EXERCISE INSTRUCTIONS:
Would you restate the entries below word for word, starting at the first line and ending with the one that has "rough mask: <svg"?

GIVEN ENTRIES:
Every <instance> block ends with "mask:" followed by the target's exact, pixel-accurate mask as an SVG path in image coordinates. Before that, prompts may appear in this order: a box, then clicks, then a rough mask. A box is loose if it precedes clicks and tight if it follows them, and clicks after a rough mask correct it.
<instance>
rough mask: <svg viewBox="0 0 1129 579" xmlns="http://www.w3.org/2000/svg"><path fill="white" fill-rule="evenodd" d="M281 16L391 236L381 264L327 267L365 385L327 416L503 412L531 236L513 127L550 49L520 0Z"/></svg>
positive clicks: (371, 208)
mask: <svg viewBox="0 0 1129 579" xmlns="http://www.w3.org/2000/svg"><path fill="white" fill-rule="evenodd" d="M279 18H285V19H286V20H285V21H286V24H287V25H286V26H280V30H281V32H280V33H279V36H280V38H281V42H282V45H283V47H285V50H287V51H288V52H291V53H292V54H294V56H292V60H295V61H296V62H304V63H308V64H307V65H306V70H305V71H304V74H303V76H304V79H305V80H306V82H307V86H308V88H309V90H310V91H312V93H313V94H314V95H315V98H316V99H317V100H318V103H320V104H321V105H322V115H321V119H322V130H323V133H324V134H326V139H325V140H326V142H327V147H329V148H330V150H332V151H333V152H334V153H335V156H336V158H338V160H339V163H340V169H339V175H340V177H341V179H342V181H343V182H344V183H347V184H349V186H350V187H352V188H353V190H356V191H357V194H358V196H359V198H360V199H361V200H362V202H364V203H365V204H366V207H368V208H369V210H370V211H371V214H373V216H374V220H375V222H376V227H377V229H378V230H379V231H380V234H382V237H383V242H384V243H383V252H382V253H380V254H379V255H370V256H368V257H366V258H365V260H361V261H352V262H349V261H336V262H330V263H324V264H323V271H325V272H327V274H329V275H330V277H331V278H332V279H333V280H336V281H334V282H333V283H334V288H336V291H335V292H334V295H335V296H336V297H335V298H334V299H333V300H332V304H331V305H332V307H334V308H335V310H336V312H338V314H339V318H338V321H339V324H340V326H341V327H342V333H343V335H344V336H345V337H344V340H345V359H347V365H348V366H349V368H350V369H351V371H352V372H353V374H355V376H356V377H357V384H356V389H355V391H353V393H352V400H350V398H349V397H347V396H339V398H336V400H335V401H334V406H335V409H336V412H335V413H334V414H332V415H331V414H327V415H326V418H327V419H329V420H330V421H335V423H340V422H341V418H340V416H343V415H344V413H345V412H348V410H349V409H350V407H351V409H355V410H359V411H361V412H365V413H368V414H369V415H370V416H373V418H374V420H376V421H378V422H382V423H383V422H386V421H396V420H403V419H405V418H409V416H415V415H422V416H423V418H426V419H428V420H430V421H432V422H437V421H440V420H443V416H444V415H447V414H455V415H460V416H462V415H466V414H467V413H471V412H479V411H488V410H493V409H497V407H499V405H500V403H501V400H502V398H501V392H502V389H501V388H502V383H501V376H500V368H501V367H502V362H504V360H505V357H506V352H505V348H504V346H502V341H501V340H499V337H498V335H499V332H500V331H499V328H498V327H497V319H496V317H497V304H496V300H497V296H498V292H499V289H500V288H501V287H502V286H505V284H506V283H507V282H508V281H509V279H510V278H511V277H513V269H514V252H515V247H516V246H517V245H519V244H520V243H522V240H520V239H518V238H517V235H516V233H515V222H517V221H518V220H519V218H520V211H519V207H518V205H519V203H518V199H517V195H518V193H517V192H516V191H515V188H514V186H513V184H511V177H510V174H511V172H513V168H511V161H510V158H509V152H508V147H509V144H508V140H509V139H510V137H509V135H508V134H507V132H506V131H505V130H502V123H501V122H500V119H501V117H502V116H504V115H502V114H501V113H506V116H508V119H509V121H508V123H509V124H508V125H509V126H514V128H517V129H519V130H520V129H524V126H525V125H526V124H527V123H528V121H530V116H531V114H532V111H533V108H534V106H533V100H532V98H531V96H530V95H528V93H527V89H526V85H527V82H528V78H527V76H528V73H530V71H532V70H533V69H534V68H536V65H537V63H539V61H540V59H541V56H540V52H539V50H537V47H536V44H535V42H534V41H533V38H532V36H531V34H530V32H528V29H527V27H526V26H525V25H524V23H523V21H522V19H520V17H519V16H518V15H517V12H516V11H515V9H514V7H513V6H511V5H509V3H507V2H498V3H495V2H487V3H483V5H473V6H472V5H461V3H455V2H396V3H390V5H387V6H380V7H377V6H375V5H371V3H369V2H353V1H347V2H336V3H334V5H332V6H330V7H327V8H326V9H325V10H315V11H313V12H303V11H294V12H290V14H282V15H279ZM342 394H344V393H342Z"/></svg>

SOLUTION FOR THIS TASK:
Every <instance> block ends with "mask:" followed by the target's exact, pixel-accurate mask as an SVG path in image coordinates. Before that, prompts may appear in this order: a box, then clicks, then a rough mask. A box is loose if it precedes clicks and tight if it follows them, and clicks after a rough mask correct it.
<instance>
rough mask: <svg viewBox="0 0 1129 579" xmlns="http://www.w3.org/2000/svg"><path fill="white" fill-rule="evenodd" d="M281 16L391 236L381 264L327 267L365 385L327 416L503 412L531 236L513 127L550 49L520 0Z"/></svg>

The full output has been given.